* WHAT IS BEING ASKED *
Reproduce every one of the following entries word for word, leaving out any pictures.

* RAW RECORDS *
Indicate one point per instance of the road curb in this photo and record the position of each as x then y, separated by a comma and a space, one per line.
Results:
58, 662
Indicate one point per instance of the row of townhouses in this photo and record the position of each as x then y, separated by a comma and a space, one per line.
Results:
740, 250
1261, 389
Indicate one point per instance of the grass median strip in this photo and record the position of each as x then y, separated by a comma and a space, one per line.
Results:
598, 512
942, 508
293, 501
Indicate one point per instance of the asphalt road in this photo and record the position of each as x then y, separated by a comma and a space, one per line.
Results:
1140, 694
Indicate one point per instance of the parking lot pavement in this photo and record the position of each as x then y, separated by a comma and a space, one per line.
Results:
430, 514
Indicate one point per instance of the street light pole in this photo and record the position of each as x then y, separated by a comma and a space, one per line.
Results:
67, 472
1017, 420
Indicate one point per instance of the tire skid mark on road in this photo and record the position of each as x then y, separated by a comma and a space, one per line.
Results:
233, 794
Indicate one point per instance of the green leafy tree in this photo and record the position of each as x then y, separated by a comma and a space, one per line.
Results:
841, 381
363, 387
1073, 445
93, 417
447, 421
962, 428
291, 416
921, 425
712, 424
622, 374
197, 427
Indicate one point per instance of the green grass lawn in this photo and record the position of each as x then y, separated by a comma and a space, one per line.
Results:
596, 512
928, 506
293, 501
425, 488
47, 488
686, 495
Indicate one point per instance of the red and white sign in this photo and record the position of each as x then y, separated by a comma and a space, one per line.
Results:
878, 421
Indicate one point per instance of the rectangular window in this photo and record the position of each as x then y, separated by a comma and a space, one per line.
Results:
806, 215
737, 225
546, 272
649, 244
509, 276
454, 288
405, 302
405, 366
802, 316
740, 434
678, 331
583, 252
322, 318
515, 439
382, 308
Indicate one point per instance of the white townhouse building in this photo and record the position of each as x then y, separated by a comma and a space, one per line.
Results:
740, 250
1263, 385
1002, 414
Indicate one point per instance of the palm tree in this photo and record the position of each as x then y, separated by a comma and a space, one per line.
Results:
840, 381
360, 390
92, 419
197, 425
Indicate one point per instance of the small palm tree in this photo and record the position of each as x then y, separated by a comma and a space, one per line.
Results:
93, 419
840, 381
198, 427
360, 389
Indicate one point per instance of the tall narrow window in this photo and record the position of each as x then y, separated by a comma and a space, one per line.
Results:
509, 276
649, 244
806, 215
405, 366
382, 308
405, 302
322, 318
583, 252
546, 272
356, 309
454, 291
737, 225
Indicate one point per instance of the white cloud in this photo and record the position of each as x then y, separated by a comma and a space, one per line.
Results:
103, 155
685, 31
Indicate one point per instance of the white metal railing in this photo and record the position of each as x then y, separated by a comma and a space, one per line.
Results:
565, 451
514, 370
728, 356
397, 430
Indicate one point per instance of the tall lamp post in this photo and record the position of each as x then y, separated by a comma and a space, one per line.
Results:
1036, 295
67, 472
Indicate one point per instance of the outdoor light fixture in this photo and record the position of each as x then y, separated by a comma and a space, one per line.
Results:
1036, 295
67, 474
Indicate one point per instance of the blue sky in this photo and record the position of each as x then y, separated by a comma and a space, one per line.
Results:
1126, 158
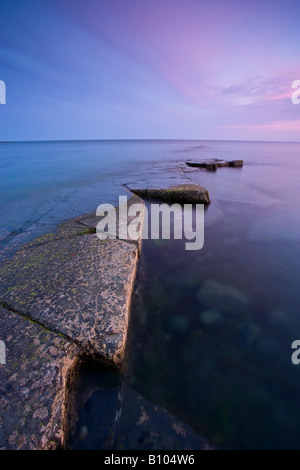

* RESPONSE TO THE EXERCISE *
Indicate one point per instance of the road curb in this photo and record the position of each as x then y, separated by a comma and a space, one per line.
Results:
58, 662
Indicate one point per instance of the row of townhouses in this photo and record the position of each as x then y, separated by a comma and a space, one per line.
Results:
740, 250
1261, 389
Indicate one point per instance of the grass median strip in this photo and record the position of each as x then y, separated by a comma and a space, one per line.
Results:
598, 512
942, 508
293, 501
Indicate one point per instance of the asphalt road in this photo and record the position of each as x then y, separated by a comma and a space, one per line.
Results:
1140, 694
Indicate one point per instance of the parking lot pavement in this photo and record the position of each as x then y, separated by a comma and a space, one per line.
Results:
430, 514
Indicate one point per instance of the street light pole in this photo and record the position of each as x then y, separated by a comma and a space, one per line.
Results:
67, 472
1017, 420
Indicate one point per instance of the tire skid mark on road in this photo and record the position of each as x then y, separated by a comma and a space, one per line.
Results:
233, 794
Indicate one point per instance of the green leafy tree in this photo and record the position of each as x then y, separated by a comma and a space, one per line.
Results:
841, 381
363, 387
1073, 445
93, 417
447, 421
962, 428
291, 416
921, 425
712, 424
622, 374
197, 427
Indicate one point per instance of the green grass lawn in this photo and record the position of each as x then y, separated by a comma and a space, one per line.
Results:
596, 512
928, 506
293, 501
425, 488
47, 488
686, 495
Indicate one point per instance of the red and white sign in this photo and record the position of each as x then y, separated by a comma and a space, one per line.
Results:
878, 421
Indicate one point per instance of the rectangular window in this photo and record the position of each as x then y, separated by a comma and a space, one per line.
Results:
806, 215
737, 225
546, 272
649, 244
509, 276
454, 288
405, 302
405, 366
802, 316
740, 434
678, 331
583, 252
322, 318
515, 439
382, 308
Indicate one point per instance of the white townhouse building in this photo and record the position of each as x then y, separated by a comma and a space, one per line.
Results:
740, 250
1263, 385
1002, 414
Indicate one point per instance of the palm tree in this photo and record the position of each as x then y, separated by a comma and a space, one per line.
Results:
840, 381
360, 390
92, 419
197, 425
Indicate one point per instance of the small palm tree in this photo and record the position of each as x then y, separated by a comma and a space, one per line.
Results:
93, 419
840, 381
198, 427
360, 389
Indicate one point per instance of the tall narrow window in this photo and record the position of each as x then y, separated by a comma and a space, one per line.
Results:
509, 276
649, 244
806, 215
405, 366
382, 308
405, 302
322, 318
583, 252
546, 272
356, 309
454, 291
737, 225
Indicate one point per instance of the white cloud in this photo and record the position of each as x then y, separated by a comma and a space, one per line.
Results:
103, 155
685, 31
Indicate one point per instance of the white metal railing in this photo and record the position of each as x then y, separated by a comma and a space, one per line.
Results:
565, 451
514, 370
728, 356
397, 430
Indicate one point per instance of the tall lamp post in this photo and record the position of each as x then y, separated by a comma and a space, one per line.
Results:
1036, 295
67, 472
Indicate one point per instance of the outdoor light fixture in this photo and record the position of each as x then y, separated by a comma and a space, one per line.
Results:
1036, 295
67, 474
Indicate one point per instance of the blue sky in this photo and record the position of each as x then y, separated by a comma and a space, one per line.
Results:
1126, 158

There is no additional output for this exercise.